→ Exercise: Rewrite all the entries below as a numbered list, leaving out any blank lines.
-- -- --
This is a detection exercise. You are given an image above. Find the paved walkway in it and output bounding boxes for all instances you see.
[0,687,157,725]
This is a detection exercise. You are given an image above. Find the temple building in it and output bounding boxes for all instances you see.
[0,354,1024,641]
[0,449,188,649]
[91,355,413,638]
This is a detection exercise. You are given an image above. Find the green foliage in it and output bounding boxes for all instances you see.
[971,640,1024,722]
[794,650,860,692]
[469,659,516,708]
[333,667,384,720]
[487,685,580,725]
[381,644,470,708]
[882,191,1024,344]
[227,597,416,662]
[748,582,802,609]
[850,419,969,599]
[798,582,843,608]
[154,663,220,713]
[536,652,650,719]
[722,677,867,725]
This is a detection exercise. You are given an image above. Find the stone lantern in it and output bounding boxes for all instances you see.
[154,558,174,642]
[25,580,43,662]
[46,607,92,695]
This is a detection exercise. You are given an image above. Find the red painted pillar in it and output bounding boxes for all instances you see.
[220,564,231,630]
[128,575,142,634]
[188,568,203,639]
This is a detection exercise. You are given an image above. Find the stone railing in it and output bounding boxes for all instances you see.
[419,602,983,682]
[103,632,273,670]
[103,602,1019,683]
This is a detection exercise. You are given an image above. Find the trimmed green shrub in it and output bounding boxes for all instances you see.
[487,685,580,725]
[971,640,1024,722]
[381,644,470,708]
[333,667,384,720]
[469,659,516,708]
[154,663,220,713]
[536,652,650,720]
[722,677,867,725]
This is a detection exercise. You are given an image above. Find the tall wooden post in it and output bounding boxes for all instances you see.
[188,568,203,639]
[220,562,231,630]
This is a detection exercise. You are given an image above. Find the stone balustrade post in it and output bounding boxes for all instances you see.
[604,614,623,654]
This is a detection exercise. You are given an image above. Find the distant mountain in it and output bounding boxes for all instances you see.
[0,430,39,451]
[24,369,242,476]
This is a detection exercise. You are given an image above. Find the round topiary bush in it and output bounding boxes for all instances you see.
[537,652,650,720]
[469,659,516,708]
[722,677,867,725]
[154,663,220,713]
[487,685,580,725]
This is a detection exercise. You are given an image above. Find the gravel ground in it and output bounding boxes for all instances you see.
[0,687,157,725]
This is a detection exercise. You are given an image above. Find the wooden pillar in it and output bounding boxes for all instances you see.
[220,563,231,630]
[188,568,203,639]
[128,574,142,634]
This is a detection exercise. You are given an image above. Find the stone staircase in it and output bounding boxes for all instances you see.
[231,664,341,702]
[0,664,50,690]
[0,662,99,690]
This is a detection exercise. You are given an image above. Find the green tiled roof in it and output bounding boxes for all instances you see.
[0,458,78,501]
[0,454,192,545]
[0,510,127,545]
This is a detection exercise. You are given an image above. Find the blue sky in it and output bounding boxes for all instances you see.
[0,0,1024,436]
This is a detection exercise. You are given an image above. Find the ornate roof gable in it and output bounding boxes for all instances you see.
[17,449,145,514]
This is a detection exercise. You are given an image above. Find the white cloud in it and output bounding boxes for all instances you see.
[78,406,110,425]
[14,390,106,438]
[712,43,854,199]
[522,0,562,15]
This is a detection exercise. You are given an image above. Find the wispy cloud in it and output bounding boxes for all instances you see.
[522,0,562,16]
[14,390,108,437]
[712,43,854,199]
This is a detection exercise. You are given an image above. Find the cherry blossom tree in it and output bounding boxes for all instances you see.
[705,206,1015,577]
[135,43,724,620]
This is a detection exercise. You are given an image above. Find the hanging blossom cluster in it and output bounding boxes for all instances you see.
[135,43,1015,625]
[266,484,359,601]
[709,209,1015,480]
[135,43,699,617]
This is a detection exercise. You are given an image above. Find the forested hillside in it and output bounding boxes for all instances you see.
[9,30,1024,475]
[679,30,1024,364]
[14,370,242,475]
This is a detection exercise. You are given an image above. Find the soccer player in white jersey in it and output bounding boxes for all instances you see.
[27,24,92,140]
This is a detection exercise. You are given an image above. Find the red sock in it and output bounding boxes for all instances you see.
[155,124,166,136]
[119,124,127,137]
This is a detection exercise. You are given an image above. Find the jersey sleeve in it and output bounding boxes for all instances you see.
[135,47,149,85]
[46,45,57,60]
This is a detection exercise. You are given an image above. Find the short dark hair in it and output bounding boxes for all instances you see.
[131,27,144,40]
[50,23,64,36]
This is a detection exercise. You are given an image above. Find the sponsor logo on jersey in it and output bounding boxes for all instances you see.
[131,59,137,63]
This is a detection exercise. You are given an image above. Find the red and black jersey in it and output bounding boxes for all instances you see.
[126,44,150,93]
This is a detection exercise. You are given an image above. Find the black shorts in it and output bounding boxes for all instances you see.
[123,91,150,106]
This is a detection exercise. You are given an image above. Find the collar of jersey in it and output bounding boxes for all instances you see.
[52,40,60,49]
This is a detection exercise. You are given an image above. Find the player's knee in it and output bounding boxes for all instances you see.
-- -- --
→ Response to the task:
1. This is a detection exercise. You are given an image above. Find the paved walkway in it and output bounding boxes for all instances you see.
2. [0,687,157,725]
3. This is a detection exercise. You are given an image above. Find the temple building in it and output bounding boxes for all instances you see.
4. [0,354,1024,641]
5. [0,449,188,649]
6. [91,355,413,638]
7. This is a detection exercise. You are given an image above. Find the green foliage in it and output bounding boxes for all instances you see.
8. [971,640,1024,722]
9. [794,650,860,692]
10. [469,659,516,708]
11. [333,667,384,720]
12. [487,685,580,725]
13. [381,644,470,708]
14. [882,191,1024,344]
15. [227,597,416,662]
16. [748,582,802,609]
17. [850,419,969,599]
18. [798,582,843,608]
19. [154,663,220,713]
20. [536,652,650,719]
21. [722,677,867,725]
22. This is a detection exercise. You are given an image above. Find the stone lantern in it and output bounding boxes for all instances you see.
23. [154,558,174,642]
24. [25,580,43,662]
25. [46,607,92,695]
26. This is a detection exercise. You are given an image above. Find the red painted pillar in it and output bounding boxes for all instances you see.
27. [220,564,231,630]
28. [128,575,142,634]
29. [188,568,203,639]
30. This is a detection exercise. You are given an image above. Find the stone railing in it and output bounding boxes for all instances you see.
31. [419,602,983,682]
32. [103,632,273,670]
33. [103,602,1019,683]
34. This is a detection exercise. You are given an image above. Find the trimmed green shrub in it and output bounding boxes for all instances you see.
35. [487,685,580,725]
36. [971,640,1024,722]
37. [381,644,470,708]
38. [333,667,384,720]
39. [469,659,516,708]
40. [154,663,220,713]
41. [536,652,650,720]
42. [722,677,867,725]
43. This is a detection exercise. You are given an image above. Find the tall wooden post in it and output bounding boxes for all instances you see.
44. [188,568,203,639]
45. [220,562,231,630]
46. This is a detection exercise. You are given an image above. Find the stone balustrade post in it and output bounding boxes for all instances you see.
47. [604,614,623,654]
48. This is a detection exercise. You are given an image above. Find the distant mountain in it and output bounding boxes for all instances you see.
49. [0,430,39,451]
50. [24,369,242,476]
51. This is a detection exercise. You are given an image above. Find the round topiary bush in it and output bounding boxes for all instances you see.
52. [537,652,650,720]
53. [469,659,516,708]
54. [722,677,867,725]
55. [154,663,220,713]
56. [487,685,580,725]
57. This is a detection exercise. You are given an image above. Find the gravel ground in it and output bounding boxes for all instances you see.
58. [0,687,157,725]
59. This is a detection exercise. You are given an image above. Find the wooden pillar in it and output bounding boxes for all instances you see.
60. [220,563,231,630]
61. [188,568,203,639]
62. [128,574,142,634]
63. This is a detection exercise. You are given an image above. Find the stone staircase in it and output bounding boxes for all instances you see.
64. [231,664,341,702]
65. [0,664,50,690]
66. [0,662,99,690]
67. This is a detection exercise. You are given an image above. Find the green tiled roof in it and output bounding boxes for all instances you see.
68. [0,458,78,501]
69. [0,454,192,545]
70. [0,510,127,545]
71. This is a detection exercise. You are given an image above. Find the blue sky in it and output bounding boxes for all instances you see.
72. [0,0,1024,436]
73. This is a detection exercise. You are given an image above. Find the ornate roof gable in it and output bounding boxes for all instances you see.
74. [17,449,145,514]
75. This is a detection exercise. You are given an image above. Find the white cloud in it and output bounding boxes for all instances you see.
76. [78,406,110,425]
77. [14,390,106,438]
78. [712,43,854,199]
79. [522,0,562,15]
80. This is a detection exercise. You are given an image above. Find the wispy cloud in it and output bounding boxes for all instances you see.
81. [522,0,562,16]
82. [14,390,108,437]
83. [712,43,854,199]
84. This is a detection exercise. You are given an image above. Find the cherry blossom tree in it and output bounding boxes for all instances you see.
85. [705,206,1015,577]
86. [135,43,724,620]
87. This is a detection exercise. You are given an image above. Find the hanging blossom cluster in it and output bounding boxes for all instances you see.
88. [135,43,1015,625]
89. [266,484,359,601]
90. [709,209,1015,480]
91. [135,43,699,617]
92. This is a detection exercise. You are given an image above. Find the forested hillside in it and output bounding boxes for all instances you see.
93. [9,30,1024,475]
94. [679,30,1024,364]
95. [14,370,242,475]
96. This is a detection exercise. You are given an image above. Find the soccer player in white jersey in it and output bounding boxes for all instances you see.
97. [27,24,92,140]
98. This is a detection exercise. You are given an image above. Find the red sock in it and output bounding boxes for all instances you see.
99. [155,124,166,136]
100. [119,124,127,137]
101. This is a detection exercise. You are given an image above. Find the jersey sleeve in it and output bounding boxes for all instances you see.
102. [135,47,149,85]
103. [46,45,57,60]
104. This is a detection exercise. You are given an image above. Find the short dark hair in it and output bounding boxes for all instances you see.
105. [131,27,144,40]
106. [50,23,64,36]
107. This is a detection exercise. You are given an image above. Find the sponsor logo on jersey in it and output bounding boxes for all instances you see.
108. [131,59,137,63]
109. This is a detection exercise. You are given an image above. Find the red and black jersey in it and output bounding boxes for all instances you see.
110. [126,44,150,93]
111. This is a detection exercise. You are given an image above. Find the black shorts in it and output bounding boxes for all instances you see.
112. [123,91,150,106]
113. This is a detection exercise. You are given an image above. Find the collar of jersey in it and output bounding boxes for all instances you see.
114. [52,40,60,49]
115. This is a detection exercise. You are given an image above. Find the player's knee in it and output bounding boxes for all instances you see.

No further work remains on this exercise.